→ **WORK TO COMPLETE**:
Collect every line of the material below that contains the string "Target", copying each such line in full. Case counts when matching.

→ **RECORDS TO PROCESS**:

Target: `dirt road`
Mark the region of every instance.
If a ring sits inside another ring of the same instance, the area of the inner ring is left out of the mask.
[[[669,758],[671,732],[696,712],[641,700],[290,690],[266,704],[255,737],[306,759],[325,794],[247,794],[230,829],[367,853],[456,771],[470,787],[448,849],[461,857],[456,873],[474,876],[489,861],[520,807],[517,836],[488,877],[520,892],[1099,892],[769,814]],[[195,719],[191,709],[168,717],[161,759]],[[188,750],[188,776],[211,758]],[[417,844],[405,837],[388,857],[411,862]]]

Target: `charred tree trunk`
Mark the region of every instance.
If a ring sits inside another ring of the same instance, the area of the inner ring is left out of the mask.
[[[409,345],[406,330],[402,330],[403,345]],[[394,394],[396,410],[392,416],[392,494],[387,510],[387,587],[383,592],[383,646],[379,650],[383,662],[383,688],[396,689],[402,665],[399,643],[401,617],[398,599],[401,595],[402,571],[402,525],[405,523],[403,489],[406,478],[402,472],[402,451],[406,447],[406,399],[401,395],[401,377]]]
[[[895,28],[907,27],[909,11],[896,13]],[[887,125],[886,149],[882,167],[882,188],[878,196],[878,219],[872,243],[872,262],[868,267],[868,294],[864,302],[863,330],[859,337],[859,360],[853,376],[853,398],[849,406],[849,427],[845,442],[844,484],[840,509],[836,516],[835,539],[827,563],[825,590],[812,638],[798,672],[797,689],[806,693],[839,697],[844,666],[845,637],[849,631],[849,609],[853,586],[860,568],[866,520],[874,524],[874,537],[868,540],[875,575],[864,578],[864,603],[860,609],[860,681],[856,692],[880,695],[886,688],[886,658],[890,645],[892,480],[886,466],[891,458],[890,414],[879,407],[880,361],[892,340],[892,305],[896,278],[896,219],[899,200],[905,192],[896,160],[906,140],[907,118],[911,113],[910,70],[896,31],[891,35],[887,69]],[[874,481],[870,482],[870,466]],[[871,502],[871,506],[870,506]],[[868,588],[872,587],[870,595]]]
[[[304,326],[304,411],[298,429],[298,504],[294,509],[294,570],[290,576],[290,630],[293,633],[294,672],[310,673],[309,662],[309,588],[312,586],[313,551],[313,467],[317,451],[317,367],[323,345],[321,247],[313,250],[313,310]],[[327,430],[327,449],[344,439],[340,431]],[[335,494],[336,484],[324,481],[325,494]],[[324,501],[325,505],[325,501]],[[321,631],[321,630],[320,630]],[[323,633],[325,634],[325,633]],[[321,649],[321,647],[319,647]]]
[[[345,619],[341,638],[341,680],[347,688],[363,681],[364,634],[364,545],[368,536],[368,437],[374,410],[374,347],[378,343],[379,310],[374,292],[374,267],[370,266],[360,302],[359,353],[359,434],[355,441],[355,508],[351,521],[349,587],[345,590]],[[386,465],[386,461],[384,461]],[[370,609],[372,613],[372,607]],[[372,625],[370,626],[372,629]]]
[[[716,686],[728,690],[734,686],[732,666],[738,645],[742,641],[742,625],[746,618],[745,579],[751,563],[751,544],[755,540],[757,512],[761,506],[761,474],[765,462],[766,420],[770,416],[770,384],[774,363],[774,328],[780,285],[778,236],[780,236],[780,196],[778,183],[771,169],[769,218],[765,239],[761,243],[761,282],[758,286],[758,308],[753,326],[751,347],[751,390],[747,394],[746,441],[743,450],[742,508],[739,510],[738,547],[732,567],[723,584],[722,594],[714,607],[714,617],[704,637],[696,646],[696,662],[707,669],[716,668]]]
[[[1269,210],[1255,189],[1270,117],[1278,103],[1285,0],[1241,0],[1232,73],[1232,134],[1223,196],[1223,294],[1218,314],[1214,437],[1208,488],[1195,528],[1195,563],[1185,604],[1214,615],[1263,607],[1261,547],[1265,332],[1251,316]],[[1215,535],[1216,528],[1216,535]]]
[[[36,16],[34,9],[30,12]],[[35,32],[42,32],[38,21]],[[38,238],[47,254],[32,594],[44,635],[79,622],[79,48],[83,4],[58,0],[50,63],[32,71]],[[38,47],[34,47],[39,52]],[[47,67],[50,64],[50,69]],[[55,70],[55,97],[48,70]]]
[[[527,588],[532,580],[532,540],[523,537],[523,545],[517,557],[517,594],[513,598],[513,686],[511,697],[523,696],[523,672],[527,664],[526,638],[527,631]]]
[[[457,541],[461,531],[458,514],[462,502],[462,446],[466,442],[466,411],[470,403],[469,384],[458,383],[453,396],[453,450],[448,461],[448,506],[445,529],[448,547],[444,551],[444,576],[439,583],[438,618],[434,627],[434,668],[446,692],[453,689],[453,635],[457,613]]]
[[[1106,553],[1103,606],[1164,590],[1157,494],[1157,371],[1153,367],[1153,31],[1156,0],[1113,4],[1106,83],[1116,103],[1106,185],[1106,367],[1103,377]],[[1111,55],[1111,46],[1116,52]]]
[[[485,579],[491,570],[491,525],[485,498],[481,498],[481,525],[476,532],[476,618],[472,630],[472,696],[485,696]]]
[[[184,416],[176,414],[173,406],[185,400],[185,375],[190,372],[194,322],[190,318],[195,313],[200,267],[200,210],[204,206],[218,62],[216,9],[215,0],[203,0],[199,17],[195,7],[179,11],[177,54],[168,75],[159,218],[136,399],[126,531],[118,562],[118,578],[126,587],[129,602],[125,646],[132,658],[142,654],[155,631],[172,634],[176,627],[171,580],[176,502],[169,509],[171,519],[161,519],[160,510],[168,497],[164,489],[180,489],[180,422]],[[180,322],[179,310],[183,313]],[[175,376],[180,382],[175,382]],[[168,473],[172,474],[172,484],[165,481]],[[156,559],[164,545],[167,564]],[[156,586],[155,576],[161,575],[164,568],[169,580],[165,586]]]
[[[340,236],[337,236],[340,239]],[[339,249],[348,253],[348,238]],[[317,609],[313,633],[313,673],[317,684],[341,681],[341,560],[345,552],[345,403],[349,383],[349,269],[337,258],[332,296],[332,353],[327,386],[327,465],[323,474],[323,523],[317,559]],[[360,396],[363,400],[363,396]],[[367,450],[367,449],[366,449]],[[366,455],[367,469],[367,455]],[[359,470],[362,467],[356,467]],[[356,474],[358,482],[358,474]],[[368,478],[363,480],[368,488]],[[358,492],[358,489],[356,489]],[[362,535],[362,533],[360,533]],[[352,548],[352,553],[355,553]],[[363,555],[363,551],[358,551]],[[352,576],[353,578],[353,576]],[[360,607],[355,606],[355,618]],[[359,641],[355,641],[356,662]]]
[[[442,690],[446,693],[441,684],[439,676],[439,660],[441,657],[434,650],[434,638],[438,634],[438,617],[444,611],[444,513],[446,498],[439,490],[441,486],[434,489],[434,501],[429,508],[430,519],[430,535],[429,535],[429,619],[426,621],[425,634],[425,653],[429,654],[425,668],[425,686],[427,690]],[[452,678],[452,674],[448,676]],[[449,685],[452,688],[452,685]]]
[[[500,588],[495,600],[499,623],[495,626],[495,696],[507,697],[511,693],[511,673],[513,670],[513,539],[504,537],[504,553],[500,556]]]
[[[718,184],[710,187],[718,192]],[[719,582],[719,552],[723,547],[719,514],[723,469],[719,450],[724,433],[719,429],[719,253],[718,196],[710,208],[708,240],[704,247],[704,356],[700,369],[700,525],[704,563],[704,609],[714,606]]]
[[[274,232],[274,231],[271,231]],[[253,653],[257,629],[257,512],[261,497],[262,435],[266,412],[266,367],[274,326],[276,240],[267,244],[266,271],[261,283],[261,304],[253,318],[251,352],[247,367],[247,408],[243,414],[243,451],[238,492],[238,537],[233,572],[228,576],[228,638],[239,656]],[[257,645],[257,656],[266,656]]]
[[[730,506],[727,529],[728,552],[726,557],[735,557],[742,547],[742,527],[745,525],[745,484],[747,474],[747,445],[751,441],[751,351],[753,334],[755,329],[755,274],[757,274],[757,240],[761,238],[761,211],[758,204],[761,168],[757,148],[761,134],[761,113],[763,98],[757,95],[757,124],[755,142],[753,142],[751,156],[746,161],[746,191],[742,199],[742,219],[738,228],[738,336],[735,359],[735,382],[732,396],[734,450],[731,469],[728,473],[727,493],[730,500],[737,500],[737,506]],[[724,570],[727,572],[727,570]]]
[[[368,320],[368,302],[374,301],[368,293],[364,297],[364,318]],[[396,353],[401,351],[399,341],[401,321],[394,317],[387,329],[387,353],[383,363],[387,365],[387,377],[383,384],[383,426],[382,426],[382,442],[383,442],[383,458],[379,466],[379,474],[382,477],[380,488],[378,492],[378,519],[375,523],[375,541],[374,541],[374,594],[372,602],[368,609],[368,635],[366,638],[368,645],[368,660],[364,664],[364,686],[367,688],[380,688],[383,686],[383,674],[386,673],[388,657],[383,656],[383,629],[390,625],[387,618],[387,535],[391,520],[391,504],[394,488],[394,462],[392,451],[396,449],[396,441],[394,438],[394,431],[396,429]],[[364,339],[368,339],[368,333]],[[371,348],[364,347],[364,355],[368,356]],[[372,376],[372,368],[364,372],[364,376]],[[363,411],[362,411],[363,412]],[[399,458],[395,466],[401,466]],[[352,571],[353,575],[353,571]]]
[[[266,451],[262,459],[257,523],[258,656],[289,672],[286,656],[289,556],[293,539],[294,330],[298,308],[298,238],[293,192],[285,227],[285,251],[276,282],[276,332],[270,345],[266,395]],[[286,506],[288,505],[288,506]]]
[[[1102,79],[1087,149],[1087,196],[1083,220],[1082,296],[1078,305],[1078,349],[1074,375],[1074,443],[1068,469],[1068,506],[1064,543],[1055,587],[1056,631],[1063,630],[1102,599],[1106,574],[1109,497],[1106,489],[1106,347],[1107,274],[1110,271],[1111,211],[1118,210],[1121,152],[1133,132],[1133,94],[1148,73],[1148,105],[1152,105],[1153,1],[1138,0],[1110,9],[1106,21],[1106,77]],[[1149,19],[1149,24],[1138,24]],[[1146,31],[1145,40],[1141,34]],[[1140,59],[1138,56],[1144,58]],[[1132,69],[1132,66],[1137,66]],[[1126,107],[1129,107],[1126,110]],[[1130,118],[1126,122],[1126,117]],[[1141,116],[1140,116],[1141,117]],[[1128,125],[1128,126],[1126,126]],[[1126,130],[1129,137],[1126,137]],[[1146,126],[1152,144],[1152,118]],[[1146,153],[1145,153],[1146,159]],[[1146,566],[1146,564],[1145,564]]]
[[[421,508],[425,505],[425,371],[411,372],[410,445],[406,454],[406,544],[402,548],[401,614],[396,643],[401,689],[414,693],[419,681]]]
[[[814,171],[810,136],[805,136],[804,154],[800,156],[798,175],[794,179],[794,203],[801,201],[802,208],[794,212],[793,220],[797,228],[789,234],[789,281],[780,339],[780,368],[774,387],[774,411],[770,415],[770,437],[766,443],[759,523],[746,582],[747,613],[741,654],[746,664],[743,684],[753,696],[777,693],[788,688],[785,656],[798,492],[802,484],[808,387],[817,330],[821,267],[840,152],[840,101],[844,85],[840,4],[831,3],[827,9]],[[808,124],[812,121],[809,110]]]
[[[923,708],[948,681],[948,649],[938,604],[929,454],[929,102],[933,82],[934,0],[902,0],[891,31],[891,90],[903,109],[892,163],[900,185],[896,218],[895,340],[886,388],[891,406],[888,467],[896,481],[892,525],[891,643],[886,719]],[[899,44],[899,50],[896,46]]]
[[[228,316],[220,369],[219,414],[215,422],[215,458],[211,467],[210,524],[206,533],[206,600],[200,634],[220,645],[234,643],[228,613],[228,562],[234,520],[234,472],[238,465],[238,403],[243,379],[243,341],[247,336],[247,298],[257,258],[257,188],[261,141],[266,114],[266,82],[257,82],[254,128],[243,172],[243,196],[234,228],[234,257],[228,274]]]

→ **RESULT**:
Target: `dirt road`
Target: `charred tree trunk`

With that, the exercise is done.